SUPPLIED PASSAGE:
━━━━━━━━━━━━━━━━
Search code examples
regex

Regex to convert a string form to another


I've two strings of forms as below

  1. ,ghjgc b: Int)
  2. ,ghjg, b: Int)

I want the word before : to be removed - However, if the word is preceded by , - I don't want removal to happen. Thus, the output for the strings above would be

  1. ,ghjgc : Int)
  2. ,ghjg, b: Int)

I've written the regex as [^,] [^:[:space:]]*: - however it gives output as

  1. ,ghjg : Int) //note that 'c' at the end of ghjg is also removed
  2. ,ghjg, b: Int) //this is as expected

This problem is happening probably because at the start of regex, I have [^,] that also adds one character before space a part of regex. Need help in getting this fixed

I do much more processing on the string and thus my sed command looks like:

sed -e ' s/^.*func \{1,\}// s/ *\->.*$// s/:[^,)]\{1,\}/:/g s/(?<!,) [^:[:space:]]+:/\1:/g s/[, ]//g ' <<< "$string"

and I am getting compiler error at 5th line (line index starting from 1)


Solution

  • You may use

    ((^|[^,]) +)[^:[:space:]]+:
    

    and replace with \1:. See the regex demo.

    The point is to match either start of string or any char other than , + one or more spaces, and capture them into group #1, and then restore it with a $1 backreference.

    SED demo:

    echo ",ghjgc b: Int)" | sed -E 's/((^|[^,]) +)[^:[:space:]]+:/\1:/g'
    

    or a BRE version (demo):

    echo ",ghjgc b: Int)" | sed 's/\(\(^\|[^,]\) \{1,\}\)[^:[:space:]]\{1,\}:/\1:/g'
    

    OSX sed note: The BRE version that you have to use does not support \|, so you can't use alternation, and you can't have a match at the start of the string or at the char other than , in the same regex. Use

    's/\([^,] \{1,\}\)[^:[:space:]]\{1,\}:/\1:/g'
    

    and then, if you need matches of this kind at the start of the string:

    's/^\( *\)[^:[:space:]]\{1,\}:/\1:/'
━━━━━━━━━━━━━━━━
OBJECTIVE 1: Extract each line of the records that contains the string "decoration".
━━━━━━━━━━━━━━━━
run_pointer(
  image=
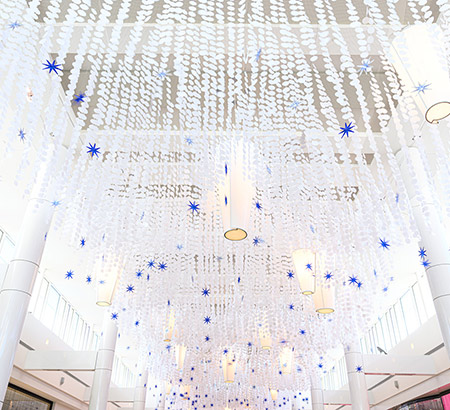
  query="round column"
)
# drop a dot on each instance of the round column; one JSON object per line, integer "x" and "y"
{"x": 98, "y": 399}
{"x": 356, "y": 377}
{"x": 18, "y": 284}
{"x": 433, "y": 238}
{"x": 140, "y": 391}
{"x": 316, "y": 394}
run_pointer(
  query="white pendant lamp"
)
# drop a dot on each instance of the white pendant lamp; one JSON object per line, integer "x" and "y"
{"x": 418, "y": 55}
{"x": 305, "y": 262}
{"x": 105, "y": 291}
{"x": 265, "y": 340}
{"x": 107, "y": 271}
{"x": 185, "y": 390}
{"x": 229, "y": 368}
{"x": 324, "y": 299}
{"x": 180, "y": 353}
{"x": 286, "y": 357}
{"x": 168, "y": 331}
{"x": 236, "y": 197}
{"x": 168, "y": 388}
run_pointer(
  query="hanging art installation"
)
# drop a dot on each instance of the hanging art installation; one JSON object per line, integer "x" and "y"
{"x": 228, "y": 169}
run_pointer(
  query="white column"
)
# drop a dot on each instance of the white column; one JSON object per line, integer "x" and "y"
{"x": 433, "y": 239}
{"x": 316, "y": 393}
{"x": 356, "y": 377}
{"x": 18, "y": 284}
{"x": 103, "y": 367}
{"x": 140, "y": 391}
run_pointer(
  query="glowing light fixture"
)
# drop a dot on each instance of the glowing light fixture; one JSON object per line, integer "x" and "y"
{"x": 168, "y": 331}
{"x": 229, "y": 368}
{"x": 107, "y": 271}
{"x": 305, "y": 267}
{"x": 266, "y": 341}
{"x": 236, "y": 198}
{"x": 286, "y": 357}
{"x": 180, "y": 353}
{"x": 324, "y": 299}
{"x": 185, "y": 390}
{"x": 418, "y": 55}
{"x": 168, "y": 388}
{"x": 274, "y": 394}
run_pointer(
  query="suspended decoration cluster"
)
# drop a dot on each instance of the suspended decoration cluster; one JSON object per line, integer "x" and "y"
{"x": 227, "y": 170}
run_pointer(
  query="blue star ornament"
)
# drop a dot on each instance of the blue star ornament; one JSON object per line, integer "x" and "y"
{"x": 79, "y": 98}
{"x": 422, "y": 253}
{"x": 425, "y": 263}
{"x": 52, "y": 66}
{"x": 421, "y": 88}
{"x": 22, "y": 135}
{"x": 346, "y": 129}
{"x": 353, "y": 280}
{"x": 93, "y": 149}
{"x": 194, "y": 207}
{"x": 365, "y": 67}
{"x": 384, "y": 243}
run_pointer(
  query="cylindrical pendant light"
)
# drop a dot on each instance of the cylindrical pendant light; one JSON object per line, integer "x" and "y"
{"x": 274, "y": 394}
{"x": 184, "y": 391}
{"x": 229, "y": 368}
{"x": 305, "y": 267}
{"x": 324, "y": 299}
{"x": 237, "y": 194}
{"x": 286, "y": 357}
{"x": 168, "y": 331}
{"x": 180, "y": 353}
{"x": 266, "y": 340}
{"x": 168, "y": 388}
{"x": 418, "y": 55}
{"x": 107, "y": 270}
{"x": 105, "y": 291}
━━━━━━━━━━━━━━━━
OBJECTIVE 2: According to the regex thread, what does the BRE version required by OSX sed not support?

WRITTEN REPLY 1:
  query="suspended decoration cluster"
# drop a dot on each instance of the suspended decoration cluster; one JSON object per line, integer "x" and "y"

WRITTEN REPLY 2: It does not support \|, so alternation cannot be used.